__DIRECTIVE 1__. Update the Christmas sermon passage starting with "John 1:1 In" and going on through "not comprehend it.", putting "night" wherever "darkness" appears.
__DIRECTIVE 2__. In the Christmas sermon, condense the paragraph that begins "History records for us an interesting footnote" into a shorter version that keeps its main facts.

__TEXT PASSAGE__.
START

Upon receiving the telegram their sister, Katherine went to the newspaper office, told the editor of her brother’s new flying machine, and informed him, they would be home for Christmas, if he would like to set up an interview.

He told her that was nice, and he would be sure to put something in the paper regarding the boys.

On December 19th, the local paper placed the following headline on the 6th page of the paper: “WRIGHT BROTHERS HOME FOR CHRISTMAS”

The most important story of the year – man’s first flight – and the editor missed it!

We are thirteen days away from Christmas and in the business of the season the greatest story ever told is being overlooked by the masses and tonight I want to speak to you on the subject… The story must be told.

Why must the story be told? Because…

1. A dark world needs to know the Light has come…

John 1:1 In the beginning was the Word, and the Word was with God, and the Word was God. 2 He was in the beginning with God. 3 All things were made through Him, and without Him nothing was made that was made. 4 In Him was life, and the life was the light of men. 5 And the light shines in the darkness, and the darkness did not comprehend it.

History records for us an interesting footnote. It was during the dark winter of 1864. At Petersburg, Virginia, the Confederate army of Robert E. Lee faced the Union divisions of General Ulysses S. Grant. The war was now three and a half years old and the glorious charge had long since given way to the muck and mud of trench warfare. Late one evening one of Lee’s generals, Major General George Pickett, received word that his wife had given birth to a beautiful baby boy. Up and down the line the Southerners began building huge bonfires in celebration of the event. These fires did not go unnoticed in the Northern camps and soon a nervous Grant sent out a reconnaissance patrol to see what was going on. The scouts returned with the message that Pickett had had a son and these were celebratory fires. It so happened, that Grant and Pickett had been contemporaries at West Point and knew one another well, so to honor the occasion Grant, too, ordered that bonfires should be built.

What a peculiar night it was. For miles on both sides of the lines fires burned. No shots fired. No yelling back and forth.

No war fought; only light… celebrating the birth of a child. For a few moments, there was peace. For a few moments there was a smile on their faces. But it didn’t last. Soon the fires burned down and once again the darkness took over; the darkness of the night and the darkness of war.

The story of Christmas is, in the midst of a great darkness there came a greater Light, and the darkness was not able to overcome the light.

END

__DATA SHOWN__.
START

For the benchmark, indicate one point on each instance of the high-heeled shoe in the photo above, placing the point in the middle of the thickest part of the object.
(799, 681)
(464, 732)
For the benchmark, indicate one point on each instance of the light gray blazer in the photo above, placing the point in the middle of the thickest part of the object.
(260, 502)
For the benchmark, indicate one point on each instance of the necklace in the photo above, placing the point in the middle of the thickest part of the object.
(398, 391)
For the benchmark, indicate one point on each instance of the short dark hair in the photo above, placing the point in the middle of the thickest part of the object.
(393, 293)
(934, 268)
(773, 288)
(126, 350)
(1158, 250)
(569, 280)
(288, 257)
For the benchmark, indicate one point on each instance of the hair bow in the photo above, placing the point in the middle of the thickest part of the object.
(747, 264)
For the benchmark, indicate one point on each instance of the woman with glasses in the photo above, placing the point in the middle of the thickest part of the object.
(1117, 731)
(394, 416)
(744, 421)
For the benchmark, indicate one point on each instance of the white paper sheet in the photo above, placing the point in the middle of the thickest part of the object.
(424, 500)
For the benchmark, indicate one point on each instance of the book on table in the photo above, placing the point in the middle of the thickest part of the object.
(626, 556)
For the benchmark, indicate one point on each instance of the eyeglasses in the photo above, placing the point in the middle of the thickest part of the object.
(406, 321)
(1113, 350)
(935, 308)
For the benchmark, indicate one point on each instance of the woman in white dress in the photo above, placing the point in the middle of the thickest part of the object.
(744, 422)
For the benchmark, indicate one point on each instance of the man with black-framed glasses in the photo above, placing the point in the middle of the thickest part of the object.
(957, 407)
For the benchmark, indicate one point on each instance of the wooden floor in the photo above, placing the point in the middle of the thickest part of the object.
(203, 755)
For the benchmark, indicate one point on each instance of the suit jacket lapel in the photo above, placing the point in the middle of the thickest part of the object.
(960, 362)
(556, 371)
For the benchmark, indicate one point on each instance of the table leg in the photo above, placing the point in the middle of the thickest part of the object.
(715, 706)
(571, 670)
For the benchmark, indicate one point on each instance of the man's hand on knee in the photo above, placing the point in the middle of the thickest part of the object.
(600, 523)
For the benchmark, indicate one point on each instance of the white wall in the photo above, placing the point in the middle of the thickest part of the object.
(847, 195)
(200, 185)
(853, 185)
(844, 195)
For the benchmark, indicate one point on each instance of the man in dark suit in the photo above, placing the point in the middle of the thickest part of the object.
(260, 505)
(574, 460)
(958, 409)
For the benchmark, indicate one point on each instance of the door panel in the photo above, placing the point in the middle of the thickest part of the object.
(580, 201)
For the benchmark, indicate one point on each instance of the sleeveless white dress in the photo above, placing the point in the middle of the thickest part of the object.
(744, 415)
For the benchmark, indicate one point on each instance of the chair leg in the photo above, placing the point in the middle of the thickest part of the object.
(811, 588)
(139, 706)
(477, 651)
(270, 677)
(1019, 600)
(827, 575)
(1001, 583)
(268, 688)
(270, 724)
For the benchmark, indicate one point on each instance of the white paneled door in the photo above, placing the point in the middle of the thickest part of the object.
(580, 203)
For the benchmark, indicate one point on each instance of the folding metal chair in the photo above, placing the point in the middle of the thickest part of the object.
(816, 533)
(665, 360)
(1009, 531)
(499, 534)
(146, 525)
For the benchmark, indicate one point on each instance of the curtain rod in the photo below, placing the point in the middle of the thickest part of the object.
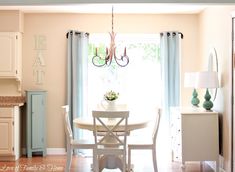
(174, 33)
(75, 32)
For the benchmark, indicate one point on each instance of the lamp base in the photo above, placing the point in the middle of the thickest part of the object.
(207, 103)
(195, 101)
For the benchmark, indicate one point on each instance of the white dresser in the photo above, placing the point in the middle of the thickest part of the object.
(194, 135)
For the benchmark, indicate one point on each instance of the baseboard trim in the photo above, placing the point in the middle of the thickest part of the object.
(56, 151)
(50, 151)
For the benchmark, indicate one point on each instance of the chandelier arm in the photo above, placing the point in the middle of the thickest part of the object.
(122, 59)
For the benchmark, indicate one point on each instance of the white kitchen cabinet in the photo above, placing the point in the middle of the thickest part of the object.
(194, 135)
(11, 55)
(9, 133)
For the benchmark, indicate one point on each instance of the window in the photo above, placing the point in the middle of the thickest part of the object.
(138, 83)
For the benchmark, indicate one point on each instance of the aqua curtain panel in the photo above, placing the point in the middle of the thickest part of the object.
(77, 76)
(170, 63)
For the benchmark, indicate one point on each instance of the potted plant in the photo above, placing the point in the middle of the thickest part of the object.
(111, 96)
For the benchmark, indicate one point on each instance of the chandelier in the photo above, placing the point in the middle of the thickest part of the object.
(110, 53)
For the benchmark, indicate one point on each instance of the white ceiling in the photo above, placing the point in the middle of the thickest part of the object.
(150, 8)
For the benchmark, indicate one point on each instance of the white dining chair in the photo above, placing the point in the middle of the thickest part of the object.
(75, 144)
(110, 131)
(140, 143)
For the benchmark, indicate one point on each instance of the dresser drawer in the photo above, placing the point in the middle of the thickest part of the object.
(6, 112)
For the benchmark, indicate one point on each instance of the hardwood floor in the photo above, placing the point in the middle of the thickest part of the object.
(142, 162)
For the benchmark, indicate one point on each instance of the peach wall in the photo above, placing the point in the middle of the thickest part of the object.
(54, 28)
(10, 21)
(215, 30)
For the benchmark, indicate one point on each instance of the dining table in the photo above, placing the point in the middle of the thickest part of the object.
(134, 123)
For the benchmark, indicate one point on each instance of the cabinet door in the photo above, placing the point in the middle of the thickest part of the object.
(6, 136)
(8, 49)
(37, 121)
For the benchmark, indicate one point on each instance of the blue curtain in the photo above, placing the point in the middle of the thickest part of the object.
(77, 76)
(170, 57)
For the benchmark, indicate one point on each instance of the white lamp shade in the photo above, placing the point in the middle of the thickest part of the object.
(207, 79)
(190, 79)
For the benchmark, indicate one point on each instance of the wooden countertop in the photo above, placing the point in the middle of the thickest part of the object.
(9, 101)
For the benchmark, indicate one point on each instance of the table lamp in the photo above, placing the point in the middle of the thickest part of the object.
(190, 81)
(207, 79)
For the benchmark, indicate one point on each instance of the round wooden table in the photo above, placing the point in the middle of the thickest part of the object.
(111, 162)
(133, 124)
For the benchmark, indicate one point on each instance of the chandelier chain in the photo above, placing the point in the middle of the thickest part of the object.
(112, 18)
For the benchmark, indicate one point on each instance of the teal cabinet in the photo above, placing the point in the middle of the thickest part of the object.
(36, 123)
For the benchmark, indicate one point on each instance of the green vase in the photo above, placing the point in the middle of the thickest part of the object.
(207, 103)
(195, 101)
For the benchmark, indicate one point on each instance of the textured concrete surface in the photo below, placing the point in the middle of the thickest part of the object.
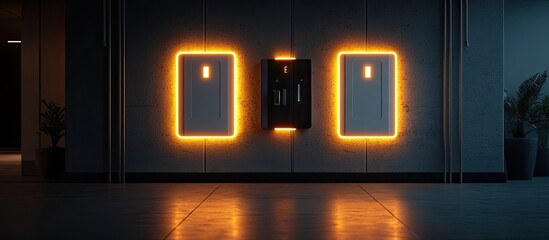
(525, 41)
(256, 30)
(483, 68)
(515, 210)
(414, 31)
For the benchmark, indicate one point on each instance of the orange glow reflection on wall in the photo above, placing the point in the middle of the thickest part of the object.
(236, 95)
(338, 95)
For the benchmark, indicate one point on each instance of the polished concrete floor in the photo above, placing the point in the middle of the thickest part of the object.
(37, 210)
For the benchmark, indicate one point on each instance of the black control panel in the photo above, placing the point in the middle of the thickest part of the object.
(285, 93)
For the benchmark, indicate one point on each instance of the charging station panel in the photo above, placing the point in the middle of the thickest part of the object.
(206, 94)
(285, 93)
(367, 94)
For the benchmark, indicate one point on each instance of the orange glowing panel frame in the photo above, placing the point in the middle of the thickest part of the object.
(206, 74)
(339, 96)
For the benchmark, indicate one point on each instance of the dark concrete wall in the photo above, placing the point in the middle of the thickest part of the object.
(526, 42)
(42, 70)
(87, 93)
(256, 30)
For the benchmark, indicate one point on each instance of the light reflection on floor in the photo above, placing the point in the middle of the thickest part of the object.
(515, 210)
(325, 211)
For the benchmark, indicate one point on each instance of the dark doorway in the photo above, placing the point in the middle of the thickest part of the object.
(10, 76)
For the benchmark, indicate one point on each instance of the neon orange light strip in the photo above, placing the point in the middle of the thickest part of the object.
(338, 96)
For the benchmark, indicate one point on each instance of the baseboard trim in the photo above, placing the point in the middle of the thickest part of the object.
(289, 177)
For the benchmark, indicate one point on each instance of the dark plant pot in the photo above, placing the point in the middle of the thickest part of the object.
(51, 162)
(520, 157)
(542, 162)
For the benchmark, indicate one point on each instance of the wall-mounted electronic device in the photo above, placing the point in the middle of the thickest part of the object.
(285, 93)
(206, 94)
(367, 94)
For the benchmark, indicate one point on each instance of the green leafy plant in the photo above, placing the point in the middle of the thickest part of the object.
(518, 109)
(540, 120)
(52, 121)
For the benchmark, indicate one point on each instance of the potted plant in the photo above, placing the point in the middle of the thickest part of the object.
(520, 152)
(540, 119)
(51, 161)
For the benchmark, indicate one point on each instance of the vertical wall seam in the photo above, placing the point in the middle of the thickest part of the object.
(204, 25)
(450, 147)
(204, 48)
(123, 71)
(460, 92)
(444, 87)
(39, 133)
(366, 49)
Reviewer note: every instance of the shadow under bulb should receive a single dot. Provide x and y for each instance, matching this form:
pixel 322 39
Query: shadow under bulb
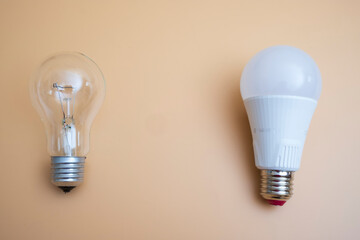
pixel 280 87
pixel 67 91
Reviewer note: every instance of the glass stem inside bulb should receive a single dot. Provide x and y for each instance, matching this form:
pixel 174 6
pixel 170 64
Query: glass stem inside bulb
pixel 67 101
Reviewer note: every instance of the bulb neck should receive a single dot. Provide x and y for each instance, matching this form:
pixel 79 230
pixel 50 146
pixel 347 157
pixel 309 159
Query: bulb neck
pixel 276 186
pixel 67 172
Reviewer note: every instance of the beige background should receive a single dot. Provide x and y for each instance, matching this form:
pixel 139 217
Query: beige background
pixel 171 154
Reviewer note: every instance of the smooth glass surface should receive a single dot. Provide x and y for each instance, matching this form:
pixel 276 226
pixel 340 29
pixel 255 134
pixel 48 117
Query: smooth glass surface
pixel 67 91
pixel 281 70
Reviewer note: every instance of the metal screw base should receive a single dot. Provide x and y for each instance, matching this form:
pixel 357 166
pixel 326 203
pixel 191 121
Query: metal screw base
pixel 67 171
pixel 276 185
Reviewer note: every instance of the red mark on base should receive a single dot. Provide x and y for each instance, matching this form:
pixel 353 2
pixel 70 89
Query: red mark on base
pixel 276 202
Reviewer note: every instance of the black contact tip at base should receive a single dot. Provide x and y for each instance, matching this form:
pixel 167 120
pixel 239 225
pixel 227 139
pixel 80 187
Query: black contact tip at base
pixel 67 188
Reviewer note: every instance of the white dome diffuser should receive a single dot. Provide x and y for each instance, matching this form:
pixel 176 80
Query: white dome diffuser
pixel 280 86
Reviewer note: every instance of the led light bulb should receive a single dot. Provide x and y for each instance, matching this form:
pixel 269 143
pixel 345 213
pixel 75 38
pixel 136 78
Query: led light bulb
pixel 67 91
pixel 280 86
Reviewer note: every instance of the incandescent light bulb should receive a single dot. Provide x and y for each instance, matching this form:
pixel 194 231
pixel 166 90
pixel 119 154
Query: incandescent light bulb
pixel 280 86
pixel 67 91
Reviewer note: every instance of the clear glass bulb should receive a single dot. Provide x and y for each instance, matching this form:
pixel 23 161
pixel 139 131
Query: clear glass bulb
pixel 67 91
pixel 281 70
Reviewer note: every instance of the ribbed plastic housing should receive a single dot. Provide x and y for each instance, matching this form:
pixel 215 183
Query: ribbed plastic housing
pixel 279 125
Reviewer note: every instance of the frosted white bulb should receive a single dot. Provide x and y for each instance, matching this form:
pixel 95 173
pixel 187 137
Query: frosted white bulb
pixel 67 91
pixel 281 70
pixel 280 87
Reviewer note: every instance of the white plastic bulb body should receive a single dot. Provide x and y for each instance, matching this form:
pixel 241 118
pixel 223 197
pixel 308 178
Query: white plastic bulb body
pixel 280 86
pixel 67 91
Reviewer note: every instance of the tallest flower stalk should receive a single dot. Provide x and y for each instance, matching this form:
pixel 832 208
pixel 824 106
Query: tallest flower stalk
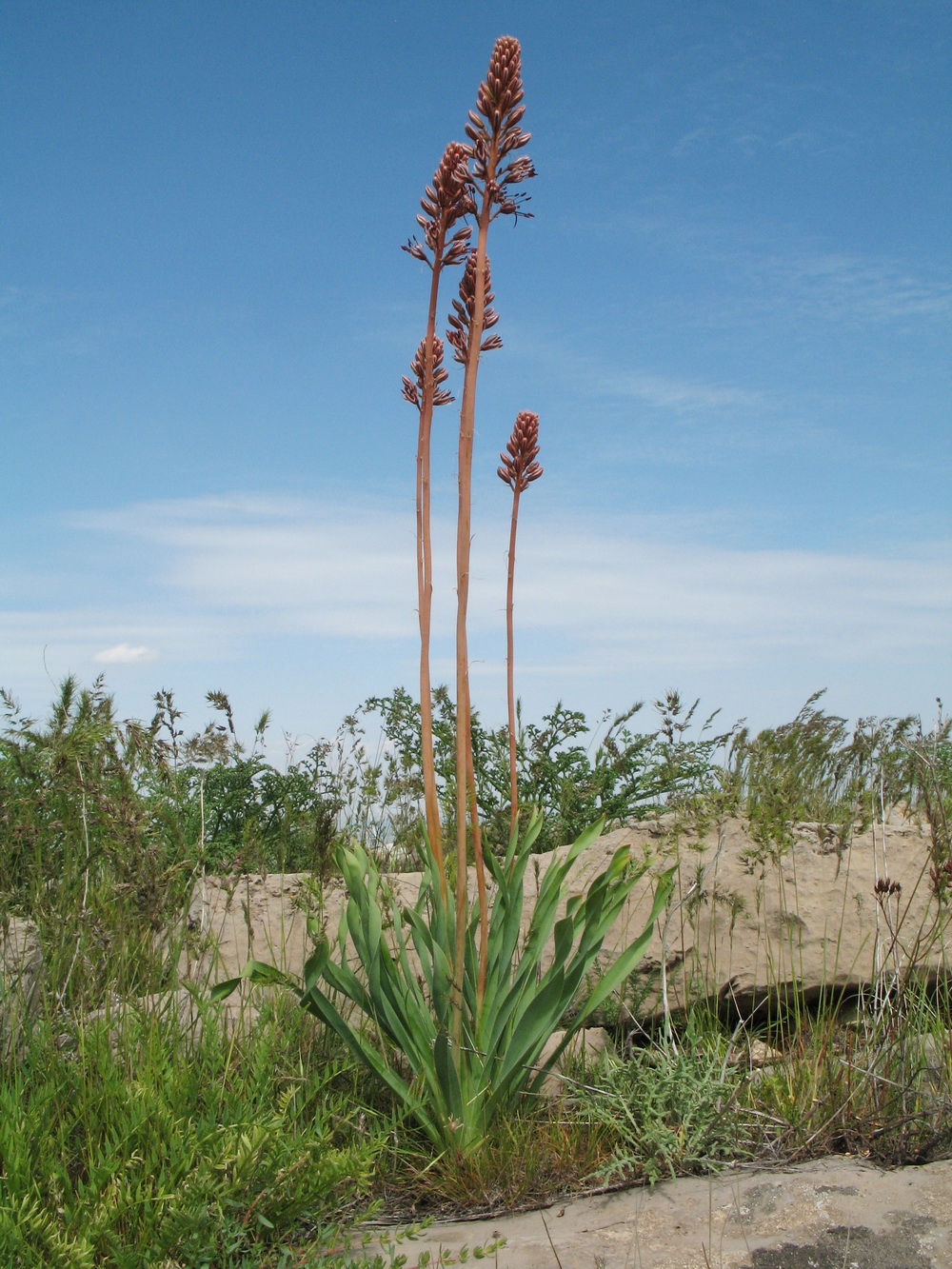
pixel 445 202
pixel 495 133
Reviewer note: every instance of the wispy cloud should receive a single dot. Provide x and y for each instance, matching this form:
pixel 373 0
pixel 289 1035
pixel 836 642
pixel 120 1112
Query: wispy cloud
pixel 126 654
pixel 602 603
pixel 677 393
pixel 346 570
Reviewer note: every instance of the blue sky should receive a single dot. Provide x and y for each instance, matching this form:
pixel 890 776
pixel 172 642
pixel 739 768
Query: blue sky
pixel 731 312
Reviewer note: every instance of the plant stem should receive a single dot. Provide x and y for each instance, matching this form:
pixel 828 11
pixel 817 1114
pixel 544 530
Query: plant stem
pixel 464 536
pixel 425 572
pixel 509 665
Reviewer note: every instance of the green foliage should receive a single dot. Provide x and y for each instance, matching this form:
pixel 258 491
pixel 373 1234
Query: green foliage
pixel 143 1143
pixel 815 769
pixel 455 1089
pixel 569 773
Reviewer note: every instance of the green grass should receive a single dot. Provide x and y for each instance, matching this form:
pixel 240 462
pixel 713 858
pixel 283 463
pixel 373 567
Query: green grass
pixel 133 1140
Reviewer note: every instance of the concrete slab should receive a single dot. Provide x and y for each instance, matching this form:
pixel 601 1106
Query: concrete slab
pixel 833 1214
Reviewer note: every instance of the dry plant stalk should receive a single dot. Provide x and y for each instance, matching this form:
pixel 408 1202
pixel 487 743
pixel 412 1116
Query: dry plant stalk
pixel 495 133
pixel 518 469
pixel 445 202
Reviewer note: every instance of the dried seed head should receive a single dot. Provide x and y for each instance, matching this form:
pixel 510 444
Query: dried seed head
pixel 461 319
pixel 414 389
pixel 520 467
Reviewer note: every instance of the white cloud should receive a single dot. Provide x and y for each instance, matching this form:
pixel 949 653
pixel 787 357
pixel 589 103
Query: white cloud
pixel 125 654
pixel 259 587
pixel 680 395
pixel 619 586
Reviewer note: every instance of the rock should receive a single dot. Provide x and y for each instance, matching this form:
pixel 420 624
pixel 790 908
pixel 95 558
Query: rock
pixel 833 1214
pixel 756 1055
pixel 21 982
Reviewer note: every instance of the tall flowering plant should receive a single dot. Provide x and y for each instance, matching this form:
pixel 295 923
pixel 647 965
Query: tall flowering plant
pixel 461 998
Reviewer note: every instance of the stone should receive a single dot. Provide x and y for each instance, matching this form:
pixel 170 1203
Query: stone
pixel 21 982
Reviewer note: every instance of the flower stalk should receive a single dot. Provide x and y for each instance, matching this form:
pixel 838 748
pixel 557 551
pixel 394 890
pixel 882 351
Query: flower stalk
pixel 494 132
pixel 445 202
pixel 518 469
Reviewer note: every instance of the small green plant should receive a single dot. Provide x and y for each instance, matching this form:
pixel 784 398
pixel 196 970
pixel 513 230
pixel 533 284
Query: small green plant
pixel 670 1111
pixel 140 1139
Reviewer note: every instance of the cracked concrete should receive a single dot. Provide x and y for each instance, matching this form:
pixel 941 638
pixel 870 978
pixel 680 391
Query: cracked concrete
pixel 832 1214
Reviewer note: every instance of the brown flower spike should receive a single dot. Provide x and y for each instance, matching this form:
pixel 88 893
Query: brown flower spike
pixel 461 319
pixel 520 467
pixel 414 391
pixel 444 205
pixel 494 132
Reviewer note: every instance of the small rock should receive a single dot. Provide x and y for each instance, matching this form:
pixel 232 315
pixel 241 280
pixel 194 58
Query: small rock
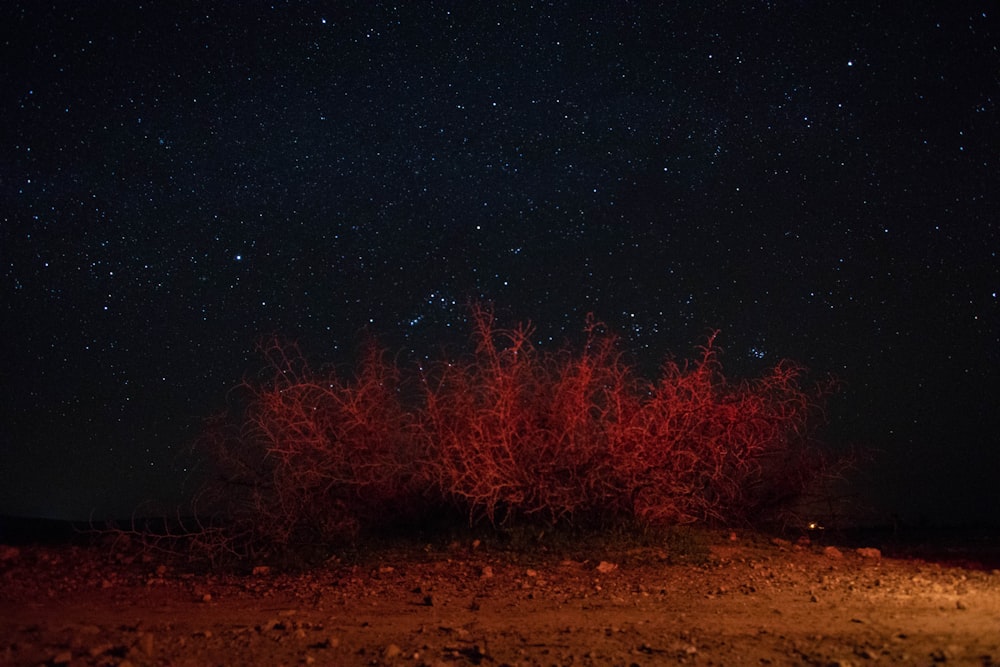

END

__EXERCISE SOLUTION 1__.
John 1:1 In the beginning was the Word, and the Word was with God, and the Word was God. 2 He was in the beginning with God. 3 All things were made through Him, and without Him nothing was made that was made. 4 In Him was life, and the life was the light of men. 5 And the light shines in the night, and the night did not comprehend it.

__EXERCISE SOLUTION 2__. In the dark winter of 1864 at Petersburg, Virginia, Robert E. Lee's Confederate army faced General Ulysses S. Grant's Union divisions in trench warfare, three and a half years into the war. One evening Major General George Pickett, one of Lee's generals, learned that his wife had given birth to a son, and Southerners along the line built huge bonfires to celebrate. A nervous Grant sent scouts, who reported the reason for the fires. Because Grant and Pickett had been contemporaries at West Point and knew each other well, Grant ordered bonfires built as well to honor the occasion.